-- Start --
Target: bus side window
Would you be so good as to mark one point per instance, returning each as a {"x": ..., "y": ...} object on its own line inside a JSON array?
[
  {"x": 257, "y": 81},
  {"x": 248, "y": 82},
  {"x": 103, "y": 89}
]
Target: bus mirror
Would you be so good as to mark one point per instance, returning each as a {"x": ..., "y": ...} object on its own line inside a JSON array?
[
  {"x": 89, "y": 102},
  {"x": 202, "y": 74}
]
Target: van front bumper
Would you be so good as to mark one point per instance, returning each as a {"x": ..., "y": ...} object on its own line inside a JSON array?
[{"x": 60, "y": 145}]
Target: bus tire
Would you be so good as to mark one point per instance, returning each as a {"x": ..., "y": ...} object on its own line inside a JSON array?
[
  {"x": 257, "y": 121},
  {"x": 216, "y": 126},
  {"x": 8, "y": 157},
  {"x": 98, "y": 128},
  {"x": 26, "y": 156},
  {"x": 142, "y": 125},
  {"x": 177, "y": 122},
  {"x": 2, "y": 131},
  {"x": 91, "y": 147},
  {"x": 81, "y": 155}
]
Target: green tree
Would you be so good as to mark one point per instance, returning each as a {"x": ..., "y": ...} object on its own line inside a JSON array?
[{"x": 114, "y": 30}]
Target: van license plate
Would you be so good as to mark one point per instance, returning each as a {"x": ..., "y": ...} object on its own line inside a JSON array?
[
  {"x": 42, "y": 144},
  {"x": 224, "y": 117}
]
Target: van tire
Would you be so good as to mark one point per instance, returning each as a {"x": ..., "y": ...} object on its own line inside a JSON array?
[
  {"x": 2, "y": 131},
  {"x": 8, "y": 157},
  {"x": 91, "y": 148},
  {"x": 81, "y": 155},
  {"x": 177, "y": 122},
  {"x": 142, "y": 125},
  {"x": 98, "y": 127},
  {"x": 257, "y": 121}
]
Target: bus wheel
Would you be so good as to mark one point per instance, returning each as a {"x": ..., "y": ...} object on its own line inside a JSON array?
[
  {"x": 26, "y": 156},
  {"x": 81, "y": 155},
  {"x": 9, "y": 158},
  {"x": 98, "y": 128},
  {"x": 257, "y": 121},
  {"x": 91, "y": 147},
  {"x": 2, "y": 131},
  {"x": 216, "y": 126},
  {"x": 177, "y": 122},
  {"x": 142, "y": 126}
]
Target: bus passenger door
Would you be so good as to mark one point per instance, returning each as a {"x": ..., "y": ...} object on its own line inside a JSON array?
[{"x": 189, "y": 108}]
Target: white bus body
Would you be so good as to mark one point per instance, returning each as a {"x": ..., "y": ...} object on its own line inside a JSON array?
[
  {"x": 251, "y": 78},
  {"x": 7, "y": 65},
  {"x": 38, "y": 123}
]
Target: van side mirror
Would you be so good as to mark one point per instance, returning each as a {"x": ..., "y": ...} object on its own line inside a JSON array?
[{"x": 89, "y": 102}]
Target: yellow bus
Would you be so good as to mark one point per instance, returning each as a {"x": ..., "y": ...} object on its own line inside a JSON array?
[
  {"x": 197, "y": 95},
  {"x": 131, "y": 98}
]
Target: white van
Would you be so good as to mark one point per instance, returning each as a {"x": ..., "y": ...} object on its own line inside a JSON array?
-- End --
Reproduce every one of the records above verbatim.

ANSWER
Target: bus side window
Would you be so good as to mark one point per instance, returning each as a {"x": ..., "y": ...} object on its own line inside a JSON array?
[
  {"x": 257, "y": 81},
  {"x": 248, "y": 82},
  {"x": 103, "y": 89}
]
Target: bus mirror
Would you be so good as to mark one point per instance, returning each as a {"x": ..., "y": ...} object on its own line inside a JSON array?
[
  {"x": 89, "y": 102},
  {"x": 202, "y": 74}
]
Target: van front bumper
Would you be so good as to mark one point per instance, returning each as a {"x": ..., "y": ...} object on its own line inside a JSON array?
[{"x": 60, "y": 145}]
Target: bus tire
Would you be so good as to mark one point per instance, returning each as a {"x": ..., "y": ...} object on its own line inside a JSON array?
[
  {"x": 257, "y": 121},
  {"x": 216, "y": 126},
  {"x": 8, "y": 157},
  {"x": 98, "y": 128},
  {"x": 26, "y": 156},
  {"x": 142, "y": 125},
  {"x": 177, "y": 122},
  {"x": 2, "y": 131},
  {"x": 91, "y": 147},
  {"x": 81, "y": 155}
]
Target: green tree
Would you be so good as to mark one point per instance, returning each as a {"x": ..., "y": ...} object on its own line inside a JSON array?
[{"x": 114, "y": 30}]
Target: van license plate
Would you be so good as to mark one point per instance, returning each as a {"x": ..., "y": ...} object on its own line inside a JSON array?
[
  {"x": 42, "y": 144},
  {"x": 224, "y": 117}
]
Target: van tire
Would you be so good as to mark one point per instance, returning each as a {"x": ..., "y": ...} object on its own line inside a JSON array?
[
  {"x": 2, "y": 131},
  {"x": 8, "y": 157},
  {"x": 91, "y": 148},
  {"x": 81, "y": 155},
  {"x": 177, "y": 122},
  {"x": 142, "y": 125},
  {"x": 98, "y": 127},
  {"x": 257, "y": 121}
]
Target: bus wheel
Would you be so good as to mark one point per instance, returning each as a {"x": ..., "y": ...} object on its own line inside a JSON array?
[
  {"x": 26, "y": 156},
  {"x": 81, "y": 155},
  {"x": 9, "y": 158},
  {"x": 98, "y": 128},
  {"x": 257, "y": 121},
  {"x": 91, "y": 147},
  {"x": 2, "y": 131},
  {"x": 216, "y": 126},
  {"x": 177, "y": 122},
  {"x": 142, "y": 126}
]
Target: bus passenger door
Would you be so good as to mark one point per instance, returning each as a {"x": ..., "y": ...} object on its own line inside a JSON array?
[{"x": 189, "y": 108}]
Target: white bus body
Would you be so good as to mark one point per instance, returning each as a {"x": ..., "y": ...} object on its own line inside a JSON array?
[
  {"x": 251, "y": 78},
  {"x": 7, "y": 65},
  {"x": 38, "y": 123}
]
Target: van side mirror
Would you be so good as to mark one point per instance, returning each as a {"x": ..., "y": ...} object on its own line inside a JSON array?
[{"x": 89, "y": 102}]
Target: yellow bus
Would you be so good as to mark one point per instance, returning each as a {"x": ..., "y": ...} object on its own line inside a JSON array?
[
  {"x": 197, "y": 95},
  {"x": 131, "y": 98}
]
Target: white van
Would you be so good as to mark one point per instance, returning each as a {"x": ..., "y": ...} object on its own line inside a JSON array?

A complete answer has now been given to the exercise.